O que fazer
Dê seguimento ao texto sobre o 25 de Abril e o 11 de Setembro, começando logo após a última frase apresentada.

Cartaz anunciado o 25 de Abril em Itália. Praça de São Marcos com um bocolo humano.

Convém notar que no cartaz vemos a papoila, e não se prende aqui com o Anzac Day, lembrança do desembarque em Gallipoli, em 25 de Abril de 1915... de que aqui também falámos, e que tem como flores associadas a papoila ou o cravo vermelho.

Coincidência notável, de Gallipoli a Veneza, da Itália a Portugal, passando por Londres, ou Viena, o 25 de Abril guardou as suas flores, papoilas ou cravos vermelhos.

Ainda me lembro que a acompanhar o ramo de flores em Maio era questão crucial acompanhar o ramalhete com uma papoila. Se na altura era vista como símbolo de liberdade, creio que só o percebi depois, talvez ao tempo de perceber que de outras papoilas saía ópio, invocando outras libertações de espírito. 

11 de Setembro.
Em 11 de Setembro de 1973, a CIA supervisionou o golpe de estado no Chile, que colocou o general Pinochet no poder, terminando no mesmo dia com o suicídio do presidente eleito, Salvador Allende.
Como é bem sabido, se havia coisa que estava bem presente na cabeça dos portugueses, era o carácter letal, e fora de controlo, a que este tipo de movimentações dava lugar.
 
Salvador Allende tentando escapar ao golpe. Bombardeamento do palácio presidencial. Pose de Augusto Pinochet. 

Também neste caso temos uma data que liga diversas lembranças, mais pelo aspecto sombrio. Desde a fracassada independência catalã, em Barcelona, ao golpe de estado no Chile, até aos atentados de Nova Iorque. A esta data não se associariam flores...

Do 11 de Setembro ao 25 de Abril, em sete meses, o que mudaria seria quase uma inversão.
De um golpe que tirava um governo eleito e colocava uma ditadura militar, para um golpe que retirava uma ditadura e pretendia colocar um governo eleito. 
Na América do Sul, seguir-se-iam movimentações destinadas a cimentar ditaduras militares, através da chamada Operação Condor, enquanto a Europa da NATO veria cair as últimas ditaduras existentes (Portugal, Grécia, Espanha).

Dados brutos

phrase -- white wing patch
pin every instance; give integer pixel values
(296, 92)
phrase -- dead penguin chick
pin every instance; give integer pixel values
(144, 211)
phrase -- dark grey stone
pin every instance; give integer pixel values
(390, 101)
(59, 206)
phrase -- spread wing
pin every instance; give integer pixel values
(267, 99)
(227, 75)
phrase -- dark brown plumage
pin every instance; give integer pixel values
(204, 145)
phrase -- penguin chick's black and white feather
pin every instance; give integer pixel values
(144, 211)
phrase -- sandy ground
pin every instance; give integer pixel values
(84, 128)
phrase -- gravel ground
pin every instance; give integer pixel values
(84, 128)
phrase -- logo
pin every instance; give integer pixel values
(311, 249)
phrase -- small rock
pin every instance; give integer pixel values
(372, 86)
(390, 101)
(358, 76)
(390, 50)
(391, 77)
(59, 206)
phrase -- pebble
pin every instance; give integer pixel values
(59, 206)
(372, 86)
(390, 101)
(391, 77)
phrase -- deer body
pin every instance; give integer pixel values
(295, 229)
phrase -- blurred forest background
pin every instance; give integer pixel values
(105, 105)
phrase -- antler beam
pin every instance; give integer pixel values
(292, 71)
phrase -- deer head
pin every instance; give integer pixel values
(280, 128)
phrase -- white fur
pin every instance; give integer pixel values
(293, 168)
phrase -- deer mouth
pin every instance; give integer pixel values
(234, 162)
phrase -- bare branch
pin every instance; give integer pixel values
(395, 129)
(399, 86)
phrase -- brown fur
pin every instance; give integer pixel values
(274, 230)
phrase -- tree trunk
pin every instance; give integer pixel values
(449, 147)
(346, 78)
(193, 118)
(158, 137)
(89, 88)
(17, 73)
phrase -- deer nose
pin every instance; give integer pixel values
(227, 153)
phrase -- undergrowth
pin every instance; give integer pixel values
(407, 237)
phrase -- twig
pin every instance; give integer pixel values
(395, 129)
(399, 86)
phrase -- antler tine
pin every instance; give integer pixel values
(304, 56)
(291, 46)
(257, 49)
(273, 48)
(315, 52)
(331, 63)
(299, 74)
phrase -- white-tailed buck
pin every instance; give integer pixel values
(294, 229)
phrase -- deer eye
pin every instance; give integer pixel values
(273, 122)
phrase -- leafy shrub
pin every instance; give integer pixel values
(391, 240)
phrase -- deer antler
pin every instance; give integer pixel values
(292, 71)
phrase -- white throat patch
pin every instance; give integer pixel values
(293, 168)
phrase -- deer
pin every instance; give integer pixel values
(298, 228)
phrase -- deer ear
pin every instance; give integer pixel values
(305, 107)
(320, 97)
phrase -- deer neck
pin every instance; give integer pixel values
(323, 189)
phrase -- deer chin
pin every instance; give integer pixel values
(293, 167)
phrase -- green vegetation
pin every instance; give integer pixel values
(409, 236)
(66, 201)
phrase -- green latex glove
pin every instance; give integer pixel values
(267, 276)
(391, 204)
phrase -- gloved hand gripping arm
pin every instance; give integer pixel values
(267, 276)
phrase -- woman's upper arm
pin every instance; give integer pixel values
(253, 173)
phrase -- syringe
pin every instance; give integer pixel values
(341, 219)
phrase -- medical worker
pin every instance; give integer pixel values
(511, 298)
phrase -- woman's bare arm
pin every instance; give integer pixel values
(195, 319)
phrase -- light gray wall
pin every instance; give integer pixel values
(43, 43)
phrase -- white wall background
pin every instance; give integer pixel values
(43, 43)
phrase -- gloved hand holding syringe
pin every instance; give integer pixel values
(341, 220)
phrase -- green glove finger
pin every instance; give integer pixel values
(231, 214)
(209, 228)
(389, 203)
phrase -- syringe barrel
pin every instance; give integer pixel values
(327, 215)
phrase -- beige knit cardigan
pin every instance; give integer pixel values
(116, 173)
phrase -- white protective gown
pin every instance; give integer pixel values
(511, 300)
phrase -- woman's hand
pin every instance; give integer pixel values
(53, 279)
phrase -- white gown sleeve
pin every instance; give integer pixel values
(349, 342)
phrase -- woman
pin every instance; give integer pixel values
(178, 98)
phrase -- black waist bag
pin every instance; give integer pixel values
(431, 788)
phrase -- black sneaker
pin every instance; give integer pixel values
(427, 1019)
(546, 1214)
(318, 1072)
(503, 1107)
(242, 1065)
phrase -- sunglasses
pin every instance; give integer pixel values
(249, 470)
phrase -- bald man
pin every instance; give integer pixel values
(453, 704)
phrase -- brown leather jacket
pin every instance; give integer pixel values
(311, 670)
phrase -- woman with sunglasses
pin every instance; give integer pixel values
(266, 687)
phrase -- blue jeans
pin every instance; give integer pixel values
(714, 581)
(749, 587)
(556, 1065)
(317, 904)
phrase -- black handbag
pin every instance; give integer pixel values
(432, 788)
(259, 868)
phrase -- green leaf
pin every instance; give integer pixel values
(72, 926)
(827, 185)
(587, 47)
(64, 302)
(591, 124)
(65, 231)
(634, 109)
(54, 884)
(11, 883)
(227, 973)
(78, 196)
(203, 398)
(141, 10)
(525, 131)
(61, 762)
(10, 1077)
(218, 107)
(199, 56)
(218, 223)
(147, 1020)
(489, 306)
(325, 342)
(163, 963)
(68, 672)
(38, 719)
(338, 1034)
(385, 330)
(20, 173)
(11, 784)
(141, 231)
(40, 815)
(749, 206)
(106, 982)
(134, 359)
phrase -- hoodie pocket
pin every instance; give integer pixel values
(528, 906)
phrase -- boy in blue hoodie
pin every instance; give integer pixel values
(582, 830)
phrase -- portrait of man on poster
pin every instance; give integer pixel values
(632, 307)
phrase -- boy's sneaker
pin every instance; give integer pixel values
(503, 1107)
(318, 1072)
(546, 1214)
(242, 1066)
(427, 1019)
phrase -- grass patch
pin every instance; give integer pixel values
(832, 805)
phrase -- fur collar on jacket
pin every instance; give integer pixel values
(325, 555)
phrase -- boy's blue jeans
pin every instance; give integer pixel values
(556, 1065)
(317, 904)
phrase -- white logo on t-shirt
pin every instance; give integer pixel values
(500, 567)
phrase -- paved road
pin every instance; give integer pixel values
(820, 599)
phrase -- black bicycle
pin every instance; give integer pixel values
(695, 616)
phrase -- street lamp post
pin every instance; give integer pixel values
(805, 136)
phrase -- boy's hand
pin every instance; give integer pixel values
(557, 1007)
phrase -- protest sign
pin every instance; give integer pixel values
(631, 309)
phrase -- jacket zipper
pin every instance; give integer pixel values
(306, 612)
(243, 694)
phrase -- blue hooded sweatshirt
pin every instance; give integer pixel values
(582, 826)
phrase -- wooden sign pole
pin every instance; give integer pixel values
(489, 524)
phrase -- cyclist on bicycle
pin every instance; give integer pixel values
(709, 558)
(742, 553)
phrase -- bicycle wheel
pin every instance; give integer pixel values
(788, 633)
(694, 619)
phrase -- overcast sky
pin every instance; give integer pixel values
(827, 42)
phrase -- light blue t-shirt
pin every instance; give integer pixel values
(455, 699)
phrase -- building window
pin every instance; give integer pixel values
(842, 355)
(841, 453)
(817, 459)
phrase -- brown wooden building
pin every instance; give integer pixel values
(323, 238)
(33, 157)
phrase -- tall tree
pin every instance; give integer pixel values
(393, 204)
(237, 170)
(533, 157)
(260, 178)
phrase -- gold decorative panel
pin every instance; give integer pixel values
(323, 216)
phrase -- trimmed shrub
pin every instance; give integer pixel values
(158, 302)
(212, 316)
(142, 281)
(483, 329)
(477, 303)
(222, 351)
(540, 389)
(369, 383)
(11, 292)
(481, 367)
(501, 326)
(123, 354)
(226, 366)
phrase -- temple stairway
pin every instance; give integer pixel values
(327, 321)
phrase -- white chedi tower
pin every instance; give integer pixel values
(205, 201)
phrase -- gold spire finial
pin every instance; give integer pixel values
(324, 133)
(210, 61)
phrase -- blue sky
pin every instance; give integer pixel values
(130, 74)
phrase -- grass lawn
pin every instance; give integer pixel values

Resultado
Como se conjugavam eventos tão díspares e quase de sinal contrário?
Em 1973 a Inglaterra entrava na CEE, juntamente com a Irlanda e a Dinamarca. A CEE passava de 6 a 9 países. Os 3 próximos países prontos a entrar vão ser justamente os que saem desse regime ditatorial, ou seja, a Grécia, Portugal e Espanha. O novo crescimento da CEE, já UE, dá-se com a entrada da Suécia, Finlândia e Áustria. A UE está assim pronta para acolher os restantes países, acabadinhos de sair do Pacto de Varsóvia. Ou seja, no lado europeu, provavelmente sob orientação inglesa, procurou-se evitar conflitos e fazer transições democráticas pacíficas... tendo colapsado apenas no caso da dissolução jugoslava.
No lado sul-americano, a estratégia foi bem diferente, e a estratégia terá ficado a cargo da linha mais dura da CIA, a linha do 11 de Setembro. Com a queda do muro de Berlim, a necessidade de apoio aos regimes ditatoriais sul-americanos, foi-se desvanecendo, ainda que Cuba continuasse a influenciar os movimentos comunistas.
No final dos anos 90, na transição para o novo milénio, não havia razões para manter a especulação financeira, que tinha servido e sido especialmente eficaz para destruir a economia soviética. Excepto que, uma vez criado o monstro financeiro, ele decidiu justificar a sua existência, nem que para isso fosse preciso criar um perigo efectivo de terrorismo, conhecido como... 11 de Setembro.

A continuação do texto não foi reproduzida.